* _THE TASK_:
Identify every line in the rows below that contains the string "sofa", and copy each such line in full.

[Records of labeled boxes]
• • • • • • •
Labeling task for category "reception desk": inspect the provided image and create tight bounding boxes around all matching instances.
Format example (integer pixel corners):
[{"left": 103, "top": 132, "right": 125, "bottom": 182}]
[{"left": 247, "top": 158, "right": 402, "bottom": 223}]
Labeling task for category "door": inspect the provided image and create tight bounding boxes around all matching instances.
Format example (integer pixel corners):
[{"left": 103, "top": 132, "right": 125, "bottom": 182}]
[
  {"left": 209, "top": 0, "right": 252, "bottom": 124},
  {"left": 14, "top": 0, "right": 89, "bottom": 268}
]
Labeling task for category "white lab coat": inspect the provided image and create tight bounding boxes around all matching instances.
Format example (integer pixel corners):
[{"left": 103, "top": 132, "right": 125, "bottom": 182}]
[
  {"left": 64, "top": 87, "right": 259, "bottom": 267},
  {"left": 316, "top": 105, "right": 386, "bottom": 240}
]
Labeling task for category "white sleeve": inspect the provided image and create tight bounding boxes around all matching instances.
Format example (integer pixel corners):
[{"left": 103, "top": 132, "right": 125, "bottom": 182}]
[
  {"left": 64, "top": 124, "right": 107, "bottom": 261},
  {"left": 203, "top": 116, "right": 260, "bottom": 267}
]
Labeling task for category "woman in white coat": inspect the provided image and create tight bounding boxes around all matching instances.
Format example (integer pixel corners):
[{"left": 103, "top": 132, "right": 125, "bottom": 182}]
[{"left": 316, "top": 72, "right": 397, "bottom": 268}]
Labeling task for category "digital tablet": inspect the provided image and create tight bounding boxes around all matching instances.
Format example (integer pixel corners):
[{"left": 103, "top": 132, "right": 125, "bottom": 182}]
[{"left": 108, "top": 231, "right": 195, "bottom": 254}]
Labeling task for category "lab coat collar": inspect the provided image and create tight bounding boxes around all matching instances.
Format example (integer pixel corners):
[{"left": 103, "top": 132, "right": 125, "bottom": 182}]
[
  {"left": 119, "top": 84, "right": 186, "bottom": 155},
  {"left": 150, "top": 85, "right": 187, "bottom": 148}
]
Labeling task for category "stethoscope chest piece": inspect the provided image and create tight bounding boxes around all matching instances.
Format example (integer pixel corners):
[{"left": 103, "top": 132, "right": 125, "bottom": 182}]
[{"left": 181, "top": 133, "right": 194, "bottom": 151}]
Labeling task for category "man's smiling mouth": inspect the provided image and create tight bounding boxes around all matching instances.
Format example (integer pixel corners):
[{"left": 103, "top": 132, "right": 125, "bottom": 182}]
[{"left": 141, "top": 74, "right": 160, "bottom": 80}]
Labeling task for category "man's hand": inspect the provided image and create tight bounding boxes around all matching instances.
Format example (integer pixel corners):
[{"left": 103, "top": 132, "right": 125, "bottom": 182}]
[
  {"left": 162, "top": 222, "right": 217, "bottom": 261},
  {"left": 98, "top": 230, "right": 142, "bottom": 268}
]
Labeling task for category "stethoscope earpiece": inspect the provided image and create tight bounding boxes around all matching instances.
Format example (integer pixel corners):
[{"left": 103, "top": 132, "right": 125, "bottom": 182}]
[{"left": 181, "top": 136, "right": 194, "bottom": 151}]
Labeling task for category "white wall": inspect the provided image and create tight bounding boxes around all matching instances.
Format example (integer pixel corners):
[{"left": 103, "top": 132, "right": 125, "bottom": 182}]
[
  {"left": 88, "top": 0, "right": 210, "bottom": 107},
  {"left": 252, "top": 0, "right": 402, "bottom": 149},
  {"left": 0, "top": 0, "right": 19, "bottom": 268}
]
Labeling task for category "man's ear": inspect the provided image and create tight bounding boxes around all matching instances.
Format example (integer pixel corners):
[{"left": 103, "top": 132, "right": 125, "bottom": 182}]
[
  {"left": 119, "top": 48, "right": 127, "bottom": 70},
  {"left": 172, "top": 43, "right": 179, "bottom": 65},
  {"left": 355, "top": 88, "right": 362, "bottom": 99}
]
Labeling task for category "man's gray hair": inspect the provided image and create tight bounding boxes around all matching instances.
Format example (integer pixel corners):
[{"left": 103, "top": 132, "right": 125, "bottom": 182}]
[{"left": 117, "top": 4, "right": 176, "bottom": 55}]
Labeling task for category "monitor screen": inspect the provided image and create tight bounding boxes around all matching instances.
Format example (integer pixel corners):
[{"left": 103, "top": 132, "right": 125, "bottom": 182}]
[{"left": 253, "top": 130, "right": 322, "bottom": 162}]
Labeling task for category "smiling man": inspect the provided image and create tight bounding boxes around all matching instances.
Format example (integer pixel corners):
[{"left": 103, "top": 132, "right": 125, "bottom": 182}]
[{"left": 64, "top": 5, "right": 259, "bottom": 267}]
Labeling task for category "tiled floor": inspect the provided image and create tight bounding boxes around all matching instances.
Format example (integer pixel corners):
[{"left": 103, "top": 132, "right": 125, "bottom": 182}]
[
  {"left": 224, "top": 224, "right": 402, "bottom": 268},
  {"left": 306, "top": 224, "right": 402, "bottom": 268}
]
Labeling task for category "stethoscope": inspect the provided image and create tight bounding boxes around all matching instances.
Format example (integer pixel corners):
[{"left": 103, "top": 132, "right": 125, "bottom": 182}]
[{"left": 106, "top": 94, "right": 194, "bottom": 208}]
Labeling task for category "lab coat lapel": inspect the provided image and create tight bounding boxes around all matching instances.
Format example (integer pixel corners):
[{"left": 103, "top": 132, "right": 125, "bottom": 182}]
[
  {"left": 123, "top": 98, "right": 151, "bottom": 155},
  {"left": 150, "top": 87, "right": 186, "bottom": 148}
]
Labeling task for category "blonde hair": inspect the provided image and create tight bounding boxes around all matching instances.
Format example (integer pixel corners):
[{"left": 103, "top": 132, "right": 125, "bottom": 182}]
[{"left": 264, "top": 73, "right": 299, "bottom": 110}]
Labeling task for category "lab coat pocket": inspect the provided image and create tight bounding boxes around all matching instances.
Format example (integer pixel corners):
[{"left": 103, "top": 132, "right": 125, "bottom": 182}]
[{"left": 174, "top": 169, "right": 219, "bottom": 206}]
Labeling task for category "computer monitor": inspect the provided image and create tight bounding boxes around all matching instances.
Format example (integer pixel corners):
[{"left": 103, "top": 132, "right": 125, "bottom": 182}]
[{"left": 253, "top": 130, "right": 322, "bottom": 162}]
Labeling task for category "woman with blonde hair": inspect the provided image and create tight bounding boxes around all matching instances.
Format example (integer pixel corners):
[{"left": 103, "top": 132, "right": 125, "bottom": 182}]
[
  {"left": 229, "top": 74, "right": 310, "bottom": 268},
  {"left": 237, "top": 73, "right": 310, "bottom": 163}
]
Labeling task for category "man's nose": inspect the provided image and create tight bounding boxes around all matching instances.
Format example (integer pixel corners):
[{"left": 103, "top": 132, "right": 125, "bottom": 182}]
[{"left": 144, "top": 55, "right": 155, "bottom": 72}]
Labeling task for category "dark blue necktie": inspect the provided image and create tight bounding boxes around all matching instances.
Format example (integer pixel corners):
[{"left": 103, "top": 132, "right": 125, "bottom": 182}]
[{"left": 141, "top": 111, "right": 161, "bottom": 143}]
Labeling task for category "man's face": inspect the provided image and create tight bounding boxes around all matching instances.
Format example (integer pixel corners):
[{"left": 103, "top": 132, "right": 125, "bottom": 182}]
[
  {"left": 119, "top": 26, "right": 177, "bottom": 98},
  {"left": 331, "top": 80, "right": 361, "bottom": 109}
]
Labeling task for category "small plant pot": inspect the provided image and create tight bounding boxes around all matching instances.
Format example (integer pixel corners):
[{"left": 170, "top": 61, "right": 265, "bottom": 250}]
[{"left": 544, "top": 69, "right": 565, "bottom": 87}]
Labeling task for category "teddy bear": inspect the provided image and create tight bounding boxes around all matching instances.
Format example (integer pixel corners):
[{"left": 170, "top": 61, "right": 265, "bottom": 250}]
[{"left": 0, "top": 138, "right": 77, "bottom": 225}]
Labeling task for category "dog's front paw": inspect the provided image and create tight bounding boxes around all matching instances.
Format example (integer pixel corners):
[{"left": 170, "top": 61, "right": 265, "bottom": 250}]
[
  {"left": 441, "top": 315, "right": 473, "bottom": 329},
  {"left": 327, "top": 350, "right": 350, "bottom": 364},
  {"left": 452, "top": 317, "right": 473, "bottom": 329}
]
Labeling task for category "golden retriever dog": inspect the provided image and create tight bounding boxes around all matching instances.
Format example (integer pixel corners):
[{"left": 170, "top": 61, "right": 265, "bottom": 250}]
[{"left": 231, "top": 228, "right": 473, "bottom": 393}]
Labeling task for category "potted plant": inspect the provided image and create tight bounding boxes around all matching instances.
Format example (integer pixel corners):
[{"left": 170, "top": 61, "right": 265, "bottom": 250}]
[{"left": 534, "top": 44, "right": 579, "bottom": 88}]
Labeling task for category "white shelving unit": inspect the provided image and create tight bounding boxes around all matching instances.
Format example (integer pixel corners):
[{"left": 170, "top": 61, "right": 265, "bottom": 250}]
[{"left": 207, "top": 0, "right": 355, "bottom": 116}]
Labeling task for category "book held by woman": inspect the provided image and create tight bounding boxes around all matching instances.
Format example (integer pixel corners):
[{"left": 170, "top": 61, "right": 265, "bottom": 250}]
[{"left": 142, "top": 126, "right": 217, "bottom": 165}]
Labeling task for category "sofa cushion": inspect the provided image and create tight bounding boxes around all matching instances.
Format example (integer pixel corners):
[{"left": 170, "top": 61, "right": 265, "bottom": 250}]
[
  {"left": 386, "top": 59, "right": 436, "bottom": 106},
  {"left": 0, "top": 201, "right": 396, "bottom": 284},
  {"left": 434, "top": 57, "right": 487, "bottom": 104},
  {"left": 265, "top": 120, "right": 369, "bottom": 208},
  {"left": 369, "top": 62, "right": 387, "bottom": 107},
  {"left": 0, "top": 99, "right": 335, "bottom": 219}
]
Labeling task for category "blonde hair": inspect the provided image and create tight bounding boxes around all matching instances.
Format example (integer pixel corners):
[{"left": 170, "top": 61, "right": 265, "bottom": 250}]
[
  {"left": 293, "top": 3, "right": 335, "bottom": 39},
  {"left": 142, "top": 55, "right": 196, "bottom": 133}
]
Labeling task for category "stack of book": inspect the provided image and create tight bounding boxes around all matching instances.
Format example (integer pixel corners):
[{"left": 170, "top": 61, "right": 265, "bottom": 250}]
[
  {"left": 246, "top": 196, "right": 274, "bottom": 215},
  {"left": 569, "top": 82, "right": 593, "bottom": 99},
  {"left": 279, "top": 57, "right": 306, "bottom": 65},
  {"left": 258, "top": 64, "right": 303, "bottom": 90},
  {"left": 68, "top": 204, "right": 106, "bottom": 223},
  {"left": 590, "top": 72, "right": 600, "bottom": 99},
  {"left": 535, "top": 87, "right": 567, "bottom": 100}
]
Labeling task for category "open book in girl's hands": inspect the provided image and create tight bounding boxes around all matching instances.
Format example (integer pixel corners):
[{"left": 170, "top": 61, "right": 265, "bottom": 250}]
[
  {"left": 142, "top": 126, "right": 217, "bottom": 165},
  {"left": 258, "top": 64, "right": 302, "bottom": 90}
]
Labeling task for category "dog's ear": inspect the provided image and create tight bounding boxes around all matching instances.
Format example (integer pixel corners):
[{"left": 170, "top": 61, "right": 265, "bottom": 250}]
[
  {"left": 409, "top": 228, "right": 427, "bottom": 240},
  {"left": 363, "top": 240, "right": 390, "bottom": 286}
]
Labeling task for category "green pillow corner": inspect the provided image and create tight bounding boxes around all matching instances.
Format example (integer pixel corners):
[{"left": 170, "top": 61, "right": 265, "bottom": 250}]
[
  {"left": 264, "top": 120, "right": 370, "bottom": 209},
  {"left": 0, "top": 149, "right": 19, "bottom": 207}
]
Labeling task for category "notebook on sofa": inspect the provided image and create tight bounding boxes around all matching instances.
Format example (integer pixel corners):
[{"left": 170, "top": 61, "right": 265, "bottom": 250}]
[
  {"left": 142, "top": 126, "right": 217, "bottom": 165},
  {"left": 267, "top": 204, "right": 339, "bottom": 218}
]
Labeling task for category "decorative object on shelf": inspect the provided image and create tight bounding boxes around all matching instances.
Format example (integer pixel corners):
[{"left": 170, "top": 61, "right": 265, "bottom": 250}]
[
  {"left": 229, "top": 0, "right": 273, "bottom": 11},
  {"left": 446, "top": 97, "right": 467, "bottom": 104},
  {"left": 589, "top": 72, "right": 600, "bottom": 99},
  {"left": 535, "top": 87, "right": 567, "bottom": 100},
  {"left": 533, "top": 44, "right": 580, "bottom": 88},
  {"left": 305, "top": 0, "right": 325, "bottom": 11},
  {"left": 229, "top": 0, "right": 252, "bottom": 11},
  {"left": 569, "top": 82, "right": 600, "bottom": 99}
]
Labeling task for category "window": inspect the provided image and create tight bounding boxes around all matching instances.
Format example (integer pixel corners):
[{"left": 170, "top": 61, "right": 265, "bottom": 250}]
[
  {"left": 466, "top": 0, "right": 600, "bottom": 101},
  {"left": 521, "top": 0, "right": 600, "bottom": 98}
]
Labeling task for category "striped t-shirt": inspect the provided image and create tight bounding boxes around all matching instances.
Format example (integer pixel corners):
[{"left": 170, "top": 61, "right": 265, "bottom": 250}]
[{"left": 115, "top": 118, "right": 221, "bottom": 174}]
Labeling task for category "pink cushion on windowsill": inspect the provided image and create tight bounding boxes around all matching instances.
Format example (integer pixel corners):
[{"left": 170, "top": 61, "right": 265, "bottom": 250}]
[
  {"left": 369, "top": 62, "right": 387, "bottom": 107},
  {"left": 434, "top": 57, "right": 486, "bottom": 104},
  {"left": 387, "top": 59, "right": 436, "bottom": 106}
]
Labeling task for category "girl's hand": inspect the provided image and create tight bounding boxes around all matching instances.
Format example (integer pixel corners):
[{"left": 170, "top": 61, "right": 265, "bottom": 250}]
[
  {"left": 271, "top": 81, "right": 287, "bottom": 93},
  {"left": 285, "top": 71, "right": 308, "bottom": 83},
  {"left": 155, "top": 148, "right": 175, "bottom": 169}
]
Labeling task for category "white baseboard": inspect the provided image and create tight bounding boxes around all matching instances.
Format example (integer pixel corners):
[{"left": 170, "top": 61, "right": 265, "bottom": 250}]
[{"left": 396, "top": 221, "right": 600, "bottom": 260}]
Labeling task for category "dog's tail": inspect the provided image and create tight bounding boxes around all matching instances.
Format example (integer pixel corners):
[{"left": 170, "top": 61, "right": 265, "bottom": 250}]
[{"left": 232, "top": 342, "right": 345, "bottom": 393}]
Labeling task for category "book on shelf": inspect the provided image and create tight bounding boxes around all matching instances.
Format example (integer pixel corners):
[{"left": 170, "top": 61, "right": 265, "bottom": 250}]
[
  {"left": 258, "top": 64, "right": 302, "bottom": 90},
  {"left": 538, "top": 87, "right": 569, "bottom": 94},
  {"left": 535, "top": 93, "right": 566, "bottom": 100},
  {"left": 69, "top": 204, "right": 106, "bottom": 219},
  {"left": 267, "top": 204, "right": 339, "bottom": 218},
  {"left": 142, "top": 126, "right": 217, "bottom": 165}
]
• • • • • • •
* _WRITTEN ANSWER_:
Labeling task for category "sofa cushion": inspect the provided image and create tight bounding boxes around all matching instances.
Labeling task for category "notebook on sofa": inspect the provided image and create tight bounding boxes around all matching instances.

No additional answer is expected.